* [What this task involves]
Render each line of the material below as one string in a JSON list, leaving out any blank lines.

* [Data in this exercise]
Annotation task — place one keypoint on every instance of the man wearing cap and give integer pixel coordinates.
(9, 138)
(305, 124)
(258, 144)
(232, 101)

* [Completed exercise]
[
  "Annotation task — place one keypoint on every instance of the man wearing cap and give integer pixel coordinates.",
  "(9, 138)",
  "(305, 124)",
  "(258, 144)",
  "(232, 101)"
]